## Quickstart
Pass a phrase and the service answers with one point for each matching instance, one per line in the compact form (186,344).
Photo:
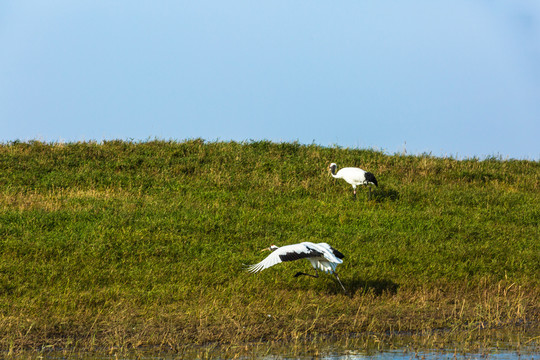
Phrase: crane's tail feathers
(370,178)
(254,268)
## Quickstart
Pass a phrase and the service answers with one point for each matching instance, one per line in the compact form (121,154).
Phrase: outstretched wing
(333,251)
(285,253)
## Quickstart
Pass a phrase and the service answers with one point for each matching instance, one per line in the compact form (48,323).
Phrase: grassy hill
(129,244)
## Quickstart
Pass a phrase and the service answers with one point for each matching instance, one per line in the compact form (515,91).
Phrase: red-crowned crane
(321,256)
(355,177)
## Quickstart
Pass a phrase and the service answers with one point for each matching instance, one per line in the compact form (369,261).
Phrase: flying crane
(321,256)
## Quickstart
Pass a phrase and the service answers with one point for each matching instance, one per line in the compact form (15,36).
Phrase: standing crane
(355,177)
(321,256)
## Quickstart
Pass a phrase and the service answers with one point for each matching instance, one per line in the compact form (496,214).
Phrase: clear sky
(449,77)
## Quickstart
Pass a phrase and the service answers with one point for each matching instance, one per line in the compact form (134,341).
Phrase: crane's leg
(339,281)
(301,273)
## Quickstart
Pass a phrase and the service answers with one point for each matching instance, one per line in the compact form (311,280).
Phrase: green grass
(130,244)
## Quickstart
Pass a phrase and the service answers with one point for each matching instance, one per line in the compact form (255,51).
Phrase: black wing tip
(371,178)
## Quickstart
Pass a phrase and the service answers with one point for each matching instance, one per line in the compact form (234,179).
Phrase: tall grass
(128,244)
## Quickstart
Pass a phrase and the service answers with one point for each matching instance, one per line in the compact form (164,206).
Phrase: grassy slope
(131,244)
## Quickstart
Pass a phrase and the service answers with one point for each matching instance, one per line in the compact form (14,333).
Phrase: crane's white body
(354,176)
(321,256)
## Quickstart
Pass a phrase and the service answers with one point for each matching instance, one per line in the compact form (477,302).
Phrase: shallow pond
(492,344)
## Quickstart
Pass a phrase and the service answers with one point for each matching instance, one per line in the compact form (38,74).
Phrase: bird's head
(271,248)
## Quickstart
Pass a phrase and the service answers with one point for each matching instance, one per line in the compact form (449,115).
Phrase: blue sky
(451,78)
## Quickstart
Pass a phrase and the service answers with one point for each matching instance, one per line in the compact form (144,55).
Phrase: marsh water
(462,345)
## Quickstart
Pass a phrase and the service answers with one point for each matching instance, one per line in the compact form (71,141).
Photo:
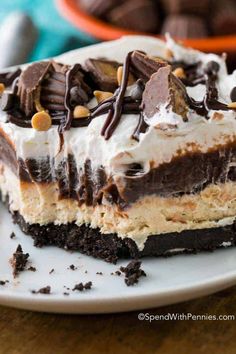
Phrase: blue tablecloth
(56,35)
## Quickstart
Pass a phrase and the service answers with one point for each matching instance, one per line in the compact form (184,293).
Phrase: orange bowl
(105,31)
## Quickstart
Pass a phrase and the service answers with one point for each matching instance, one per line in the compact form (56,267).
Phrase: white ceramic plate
(168,280)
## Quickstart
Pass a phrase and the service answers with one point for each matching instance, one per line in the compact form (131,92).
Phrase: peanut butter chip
(119,74)
(131,79)
(2,88)
(102,95)
(217,116)
(41,121)
(169,54)
(179,72)
(81,112)
(232,105)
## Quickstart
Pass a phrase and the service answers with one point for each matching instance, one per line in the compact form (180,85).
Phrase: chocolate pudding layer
(134,153)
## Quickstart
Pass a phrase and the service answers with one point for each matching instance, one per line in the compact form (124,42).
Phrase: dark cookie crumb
(19,260)
(133,272)
(72,267)
(44,290)
(32,269)
(81,286)
(3,282)
(117,272)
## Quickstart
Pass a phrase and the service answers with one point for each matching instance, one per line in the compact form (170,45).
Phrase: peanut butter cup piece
(103,74)
(164,89)
(143,65)
(28,85)
(233,94)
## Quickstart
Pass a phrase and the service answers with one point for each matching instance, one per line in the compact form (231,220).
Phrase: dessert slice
(146,167)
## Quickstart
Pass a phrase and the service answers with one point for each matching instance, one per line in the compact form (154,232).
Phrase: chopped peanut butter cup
(164,89)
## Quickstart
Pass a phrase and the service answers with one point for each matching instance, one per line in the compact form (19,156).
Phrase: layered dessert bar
(126,148)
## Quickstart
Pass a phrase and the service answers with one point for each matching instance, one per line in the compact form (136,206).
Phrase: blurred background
(55,35)
(35,29)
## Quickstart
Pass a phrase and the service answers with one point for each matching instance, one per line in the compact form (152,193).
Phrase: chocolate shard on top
(44,85)
(103,74)
(143,65)
(7,78)
(164,88)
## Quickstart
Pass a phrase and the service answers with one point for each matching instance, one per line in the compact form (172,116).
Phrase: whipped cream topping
(167,136)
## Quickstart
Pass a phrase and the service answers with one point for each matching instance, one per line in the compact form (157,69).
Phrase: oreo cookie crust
(110,247)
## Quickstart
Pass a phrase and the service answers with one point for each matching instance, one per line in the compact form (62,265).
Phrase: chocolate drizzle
(114,114)
(59,88)
(210,100)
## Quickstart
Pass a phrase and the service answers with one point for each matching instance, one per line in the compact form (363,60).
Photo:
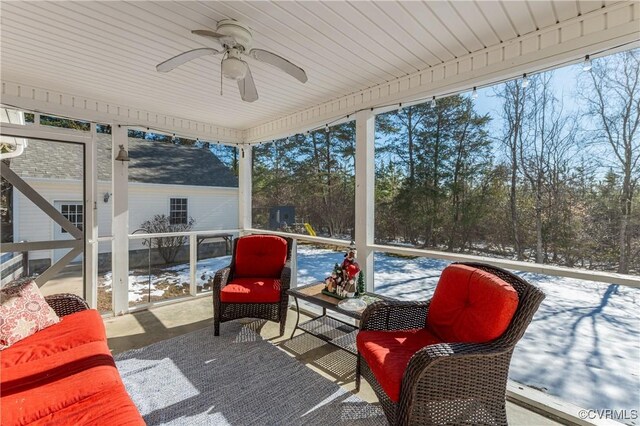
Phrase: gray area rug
(234,379)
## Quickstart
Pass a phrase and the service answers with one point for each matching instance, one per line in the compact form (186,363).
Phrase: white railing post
(365,193)
(294,263)
(244,188)
(193,264)
(91,219)
(120,222)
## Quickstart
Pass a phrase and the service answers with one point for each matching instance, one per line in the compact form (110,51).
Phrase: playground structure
(299,228)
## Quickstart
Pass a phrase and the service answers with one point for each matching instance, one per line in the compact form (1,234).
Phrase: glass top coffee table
(324,327)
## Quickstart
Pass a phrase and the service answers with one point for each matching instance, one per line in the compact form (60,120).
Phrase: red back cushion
(471,305)
(260,256)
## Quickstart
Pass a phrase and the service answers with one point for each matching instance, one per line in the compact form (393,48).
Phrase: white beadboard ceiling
(108,50)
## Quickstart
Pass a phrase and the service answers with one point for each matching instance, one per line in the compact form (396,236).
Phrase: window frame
(175,213)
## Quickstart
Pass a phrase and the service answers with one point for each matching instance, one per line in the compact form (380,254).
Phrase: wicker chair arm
(220,279)
(285,276)
(66,303)
(453,371)
(394,315)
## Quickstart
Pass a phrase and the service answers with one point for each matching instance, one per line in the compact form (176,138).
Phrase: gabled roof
(151,162)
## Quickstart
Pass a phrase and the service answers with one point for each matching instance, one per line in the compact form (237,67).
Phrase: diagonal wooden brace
(53,270)
(37,199)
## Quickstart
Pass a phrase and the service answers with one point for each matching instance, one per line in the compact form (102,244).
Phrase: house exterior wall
(211,208)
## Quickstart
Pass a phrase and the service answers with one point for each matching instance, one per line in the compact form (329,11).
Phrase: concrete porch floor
(164,322)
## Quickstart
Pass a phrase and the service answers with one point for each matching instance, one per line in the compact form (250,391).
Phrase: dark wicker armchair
(449,383)
(255,284)
(66,303)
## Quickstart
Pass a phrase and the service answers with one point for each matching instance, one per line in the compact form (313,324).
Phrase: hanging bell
(123,155)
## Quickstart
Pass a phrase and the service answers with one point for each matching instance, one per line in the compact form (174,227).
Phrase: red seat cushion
(470,305)
(387,354)
(64,372)
(251,290)
(111,406)
(260,256)
(72,331)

• _SHORT TASK_:
Except for the pictures, reproduce every line exactly.

• _RESPONSE FOR THIS EXERCISE_:
## Quickstart
Pass a phrase and the service answers with one point for each matching instance, one per line in the compact form (186,344).
Photo:
Phrase: crane's tail feathers
(370,178)
(254,268)
## Quickstart
Pass a phrase and the service answers with one point for each matching instance, one per line in the compact form (121,154).
Phrase: outstretched wing
(333,251)
(285,253)
## Quickstart
Pass a phrase and the service answers with one point for each matching instance, one per line in the compact form (48,323).
Phrase: grassy hill
(129,244)
## Quickstart
Pass a phrase and the service answers with one point for each matching instance, one per line in the compact form (515,91).
Phrase: red-crowned crane
(321,256)
(355,177)
## Quickstart
Pass a phrase and the service answers with one point for each matching instance, one per line in the compact form (369,261).
Phrase: flying crane
(321,256)
## Quickstart
Pass a phrase and the service answers with one point for each matching instance, one per line in the compact form (15,36).
Phrase: standing crane
(355,177)
(321,256)
## Quickstart
Pass a phrase and the service answers with one point for each matching instance, one per line in the compact form (496,214).
Phrase: clear sky
(449,77)
## Quickstart
Pass a phrase and the service answers with one point for each matching instance, one per line in the compact form (134,341).
Phrase: crane's leg
(339,281)
(301,273)
## Quickstart
Pass a phrase and the service answers with one point for each matching instance, one per line in the compact form (311,280).
Phrase: green grass
(130,244)
## Quickstart
Pass a phrase and the service answers with one point for each matching instance, one per line in the compact form (255,51).
Phrase: black wing tip
(371,178)
## Quickstart
Pass a phrase and the service answers with one point for each matching instance, one per line in the compact form (234,179).
Phrase: tall grass
(128,244)
## Quickstart
Pass a phrase and the service answers with one point for each matching instance, one per line in the compact form (164,206).
Phrase: grassy slope
(131,244)
## Quickstart
Pass a phrase and the service answers with one point for each matching instance, one per line in the compact form (14,333).
Phrase: crane's white body
(354,176)
(321,256)
## Quickstart
Pass a phrase and the service answers with one point for each matching instance, one per line in the compact form (477,302).
Phrase: shallow pond
(492,344)
## Quickstart
Pass a phrase and the service answers with one point for each matching instance, one per line in the compact form (38,74).
Phrase: bird's head
(271,248)
## Quickstart
Pass a phrase and the service answers with one point for each matching instance, one per line in the compact form (449,115).
Phrase: blue sky
(451,78)
## Quickstart
Pass a phrase and the service answers with one point for each matching instance, one per line in the compact form (144,55).
Phrase: marsh water
(462,345)
## Quickstart
Pass a phrase and the service answers with one point for each matching instance, one per line in the compact form (71,141).
Photo:
Phrase: blue tablecloth
(56,35)
## Quickstart
Pass a phrase and the service answers with one point for each matching instance, one per line in the compact form (184,293).
Phrase: orange bowl
(105,31)
## Quickstart
Pass a phrase and the service answers with one point for each matching instance, one per line in the compact form (56,267).
Phrase: white ceramic plate
(168,280)
## Quickstart
Pass a phrase and the service answers with one point for each matching instance, one per line in the compact form (131,92).
Phrase: peanut butter chip
(119,74)
(131,79)
(2,88)
(102,95)
(217,116)
(41,121)
(169,54)
(179,72)
(81,112)
(232,105)
## Quickstart
Pass a phrase and the service answers with one point for each matching instance, one per line in the compact form (180,85).
Phrase: chocolate pudding layer
(134,153)
## Quickstart
Pass a phrase and the service answers with one point for each matching instance, one per line in the compact form (124,42).
Phrase: dark cookie crumb
(19,260)
(133,272)
(72,267)
(44,290)
(32,269)
(81,286)
(3,282)
(117,272)
## Quickstart
Pass a phrase and the service answers with one point for each matching instance, one per line in the compact form (170,45).
Phrase: peanut butter cup piece
(103,74)
(164,89)
(143,65)
(28,85)
(233,94)
## Quickstart
Pass a phrase and the service answers with one point for each matching instance, one per line in the compact form (231,220).
Phrase: dessert slice
(146,167)
## Quickstart
Pass a phrase and the service answers with one point for each matching instance, one per line in the compact form (154,232).
Phrase: chopped peanut butter cup
(164,89)
## Quickstart
Pass a phrase and the service answers with one point for each matching instance, one per line in the compact form (19,156).
Phrase: layered dessert bar
(126,148)
## Quickstart
Pass a phrase and the service answers with one point for each matching instance, one per line in the compact form (136,206).
Phrase: blurred background
(55,35)
(35,29)
## Quickstart
Pass a phrase and the service answers with one point for each matching instance, one per line in the compact form (152,193).
Phrase: chocolate shard on top
(44,85)
(103,74)
(143,65)
(7,78)
(164,88)
## Quickstart
Pass a phrase and the service answers with one point for each matching instance, one per line in the compact form (172,116).
Phrase: whipped cream topping
(167,136)
## Quickstart
Pass a phrase and the service answers with one point for each matching instance, one per line in the compact form (157,69).
Phrase: oreo cookie crust
(110,247)
## Quickstart
Pass a phrase and the service answers with one point for each matching instance, one per line in the compact form (62,265).
Phrase: chocolate drizzle
(114,114)
(59,88)
(210,100)
## Quickstart
Pass a phrase and the service answers with one point for each matching instance, one per line in the compact form (363,60).
Photo:
Phrase: gray area rug
(234,379)
## Quickstart
Pass a phrase and the service answers with one point for each matching instance, one per line in the compact form (186,363).
Phrase: white railing post
(365,193)
(294,263)
(244,188)
(193,264)
(91,219)
(120,222)
## Quickstart
Pass a phrase and the service answers with one point for each matching instance, one per line in the compact form (110,51).
Phrase: playground structure
(299,228)
## Quickstart
Pass a phrase and the service answers with one point for each matching instance, one per line in the compact form (1,234).
Phrase: glass top coffee table
(324,327)
## Quickstart
Pass a phrase and the service answers with one point for each matching instance, one per line in the compact form (60,120).
Phrase: red back cushion
(471,305)
(260,256)
## Quickstart
Pass a phrase and the service answers with one point for each matching instance, one per line in the compact form (393,48).
Phrase: white beadboard ceiling
(108,50)
## Quickstart
Pass a phrase and the service answers with one point for each matching instance, one per line in the compact form (396,236).
Phrase: window frame
(175,213)
## Quickstart
Pass a phrase and the service answers with one point for each matching instance, one per line in the compact form (380,254).
Phrase: wicker chair arm
(220,279)
(285,276)
(66,303)
(453,371)
(394,315)
## Quickstart
Pass a phrase and the service answers with one point for each matching instance, one per line in the compact form (176,138).
Phrase: gabled roof
(151,162)
## Quickstart
Pass a phrase and the service answers with one point for each matching instance, one per line in the compact form (237,67).
Phrase: diagonal wooden brace
(53,270)
(37,199)
## Quickstart
Pass a phrase and the service answers with one point for each matching instance, one per line in the compact form (102,244).
Phrase: house exterior wall
(211,208)
## Quickstart
Pass a phrase and the service answers with one point for each matching instance, one per line in the compact form (329,11).
Phrase: concrete porch floor
(164,322)
## Quickstart
Pass a phrase and the service answers with one point for each matching instance, one per line in the compact form (250,391).
Phrase: dark wicker armchair
(449,383)
(255,284)
(66,303)
## Quickstart
Pass a phrase and the service answers with one point for each matching instance, one per line in the compact form (313,324).
Phrase: hanging bell
(123,155)
## Quickstart
Pass a phrase and the service answers with one point for each matching instance, one per line in the compact form (174,227).
Phrase: red seat cushion
(470,305)
(387,354)
(64,372)
(251,290)
(111,406)
(260,256)
(72,331)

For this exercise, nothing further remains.